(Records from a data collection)
= = =

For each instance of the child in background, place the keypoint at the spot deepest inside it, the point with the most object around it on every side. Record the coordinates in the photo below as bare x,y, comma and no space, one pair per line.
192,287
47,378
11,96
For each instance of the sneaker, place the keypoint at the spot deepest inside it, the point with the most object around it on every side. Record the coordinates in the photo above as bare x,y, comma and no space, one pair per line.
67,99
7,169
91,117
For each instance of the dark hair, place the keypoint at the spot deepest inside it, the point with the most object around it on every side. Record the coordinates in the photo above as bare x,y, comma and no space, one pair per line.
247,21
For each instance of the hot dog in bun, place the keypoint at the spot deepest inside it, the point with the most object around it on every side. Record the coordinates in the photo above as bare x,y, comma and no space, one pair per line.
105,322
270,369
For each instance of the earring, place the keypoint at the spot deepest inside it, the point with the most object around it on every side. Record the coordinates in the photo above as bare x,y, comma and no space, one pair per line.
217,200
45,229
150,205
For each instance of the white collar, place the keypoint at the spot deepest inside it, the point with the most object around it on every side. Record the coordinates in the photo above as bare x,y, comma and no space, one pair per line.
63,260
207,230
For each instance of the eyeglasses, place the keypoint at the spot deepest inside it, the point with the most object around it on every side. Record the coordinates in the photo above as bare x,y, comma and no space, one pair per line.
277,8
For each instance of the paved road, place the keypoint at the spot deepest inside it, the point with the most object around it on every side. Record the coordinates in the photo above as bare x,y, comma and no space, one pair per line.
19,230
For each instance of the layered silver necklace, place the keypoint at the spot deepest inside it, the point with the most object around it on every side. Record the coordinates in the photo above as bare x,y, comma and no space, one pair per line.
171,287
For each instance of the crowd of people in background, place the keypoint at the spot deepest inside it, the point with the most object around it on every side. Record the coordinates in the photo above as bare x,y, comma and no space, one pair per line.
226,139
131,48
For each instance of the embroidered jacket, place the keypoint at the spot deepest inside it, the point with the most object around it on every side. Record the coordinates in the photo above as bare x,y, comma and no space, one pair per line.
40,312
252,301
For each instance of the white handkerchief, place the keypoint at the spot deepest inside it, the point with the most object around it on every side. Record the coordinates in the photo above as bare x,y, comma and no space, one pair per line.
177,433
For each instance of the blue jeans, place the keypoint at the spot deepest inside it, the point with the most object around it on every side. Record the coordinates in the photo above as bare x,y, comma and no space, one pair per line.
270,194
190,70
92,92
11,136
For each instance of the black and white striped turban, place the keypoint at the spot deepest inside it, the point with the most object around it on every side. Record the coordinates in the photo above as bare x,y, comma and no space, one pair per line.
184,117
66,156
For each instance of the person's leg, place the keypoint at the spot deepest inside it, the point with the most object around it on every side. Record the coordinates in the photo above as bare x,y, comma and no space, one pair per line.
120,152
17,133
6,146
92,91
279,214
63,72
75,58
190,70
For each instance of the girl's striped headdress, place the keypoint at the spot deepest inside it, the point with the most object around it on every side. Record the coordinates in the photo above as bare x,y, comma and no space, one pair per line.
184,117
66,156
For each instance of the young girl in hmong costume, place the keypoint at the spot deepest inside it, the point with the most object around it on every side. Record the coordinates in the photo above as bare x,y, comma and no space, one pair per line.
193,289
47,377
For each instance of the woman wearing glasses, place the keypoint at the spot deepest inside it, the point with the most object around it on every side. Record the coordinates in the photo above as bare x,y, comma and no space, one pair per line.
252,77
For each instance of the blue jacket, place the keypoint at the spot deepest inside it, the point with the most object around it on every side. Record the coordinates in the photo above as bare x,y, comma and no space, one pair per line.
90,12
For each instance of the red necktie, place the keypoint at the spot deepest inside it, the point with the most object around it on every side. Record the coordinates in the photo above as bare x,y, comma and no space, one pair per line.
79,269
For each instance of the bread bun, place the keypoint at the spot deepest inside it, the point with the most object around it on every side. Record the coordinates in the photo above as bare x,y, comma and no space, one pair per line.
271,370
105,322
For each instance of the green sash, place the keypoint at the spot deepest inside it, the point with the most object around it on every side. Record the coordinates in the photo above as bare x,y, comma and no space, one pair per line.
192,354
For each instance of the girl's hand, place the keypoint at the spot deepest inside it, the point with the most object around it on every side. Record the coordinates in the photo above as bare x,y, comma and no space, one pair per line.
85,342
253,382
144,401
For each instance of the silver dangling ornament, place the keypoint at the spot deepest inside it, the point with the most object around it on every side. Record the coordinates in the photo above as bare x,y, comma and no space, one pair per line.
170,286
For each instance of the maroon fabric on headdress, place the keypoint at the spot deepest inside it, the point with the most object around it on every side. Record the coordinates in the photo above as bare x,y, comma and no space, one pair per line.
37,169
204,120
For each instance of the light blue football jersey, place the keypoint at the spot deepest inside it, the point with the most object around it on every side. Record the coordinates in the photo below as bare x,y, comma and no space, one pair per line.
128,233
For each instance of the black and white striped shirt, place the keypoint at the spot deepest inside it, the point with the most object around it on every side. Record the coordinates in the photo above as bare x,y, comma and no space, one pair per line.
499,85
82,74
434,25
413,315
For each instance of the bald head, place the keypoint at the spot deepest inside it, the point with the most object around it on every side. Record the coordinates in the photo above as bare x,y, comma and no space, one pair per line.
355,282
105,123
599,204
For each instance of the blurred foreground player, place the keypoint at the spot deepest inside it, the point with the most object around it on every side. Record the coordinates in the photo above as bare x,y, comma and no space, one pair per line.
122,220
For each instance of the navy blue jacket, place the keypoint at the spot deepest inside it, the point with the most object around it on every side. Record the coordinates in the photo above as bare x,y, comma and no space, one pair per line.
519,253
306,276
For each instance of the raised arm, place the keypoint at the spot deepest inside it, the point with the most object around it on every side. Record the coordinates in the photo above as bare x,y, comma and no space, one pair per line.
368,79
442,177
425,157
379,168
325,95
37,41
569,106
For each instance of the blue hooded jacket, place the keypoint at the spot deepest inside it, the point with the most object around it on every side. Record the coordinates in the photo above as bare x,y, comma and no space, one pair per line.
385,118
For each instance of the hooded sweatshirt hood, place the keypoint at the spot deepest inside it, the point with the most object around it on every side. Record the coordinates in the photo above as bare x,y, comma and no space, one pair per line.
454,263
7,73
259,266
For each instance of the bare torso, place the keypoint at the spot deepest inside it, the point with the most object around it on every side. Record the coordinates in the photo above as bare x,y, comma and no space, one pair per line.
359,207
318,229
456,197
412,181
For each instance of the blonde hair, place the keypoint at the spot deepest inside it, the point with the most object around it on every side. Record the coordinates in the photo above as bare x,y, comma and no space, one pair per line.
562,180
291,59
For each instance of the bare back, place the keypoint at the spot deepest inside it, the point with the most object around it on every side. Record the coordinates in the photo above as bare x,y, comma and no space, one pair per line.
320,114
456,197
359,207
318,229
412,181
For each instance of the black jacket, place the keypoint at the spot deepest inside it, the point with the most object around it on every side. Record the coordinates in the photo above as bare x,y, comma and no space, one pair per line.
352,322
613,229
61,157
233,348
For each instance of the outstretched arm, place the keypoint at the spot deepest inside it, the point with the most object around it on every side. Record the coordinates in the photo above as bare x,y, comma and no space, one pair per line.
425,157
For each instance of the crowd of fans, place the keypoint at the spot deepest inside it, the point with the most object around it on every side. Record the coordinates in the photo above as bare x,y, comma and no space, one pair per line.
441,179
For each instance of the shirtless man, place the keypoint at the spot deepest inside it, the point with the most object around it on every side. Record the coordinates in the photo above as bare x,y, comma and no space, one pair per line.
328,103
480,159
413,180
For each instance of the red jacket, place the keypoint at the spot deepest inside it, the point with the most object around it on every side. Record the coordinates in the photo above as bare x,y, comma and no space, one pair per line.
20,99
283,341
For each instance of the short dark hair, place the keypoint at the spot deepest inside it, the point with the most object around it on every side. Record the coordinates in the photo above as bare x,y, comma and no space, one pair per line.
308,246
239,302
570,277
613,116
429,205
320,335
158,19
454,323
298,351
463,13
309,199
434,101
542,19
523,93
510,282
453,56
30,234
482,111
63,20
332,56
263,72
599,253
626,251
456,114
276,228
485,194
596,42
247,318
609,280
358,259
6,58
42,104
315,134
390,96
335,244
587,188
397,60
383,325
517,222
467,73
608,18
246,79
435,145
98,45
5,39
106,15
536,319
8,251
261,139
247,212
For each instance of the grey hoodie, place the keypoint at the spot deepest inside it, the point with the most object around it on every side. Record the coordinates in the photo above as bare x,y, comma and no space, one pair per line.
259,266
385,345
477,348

= = =

What the task requires: Give the lines of the material above as a JSON list of strings, one string per line and with blank lines omitted, covering the stretch from the line containing "For each instance of the grey" through the end of the material.

Complete answer:
[
  "For each instance of the grey hoodie, place the keypoint at the spot deepest inside it, the point with the most object around it on every side. Record the coordinates in the photo above as bare x,y, comma and no space, one pair per line.",
  "259,266",
  "385,345",
  "477,348"
]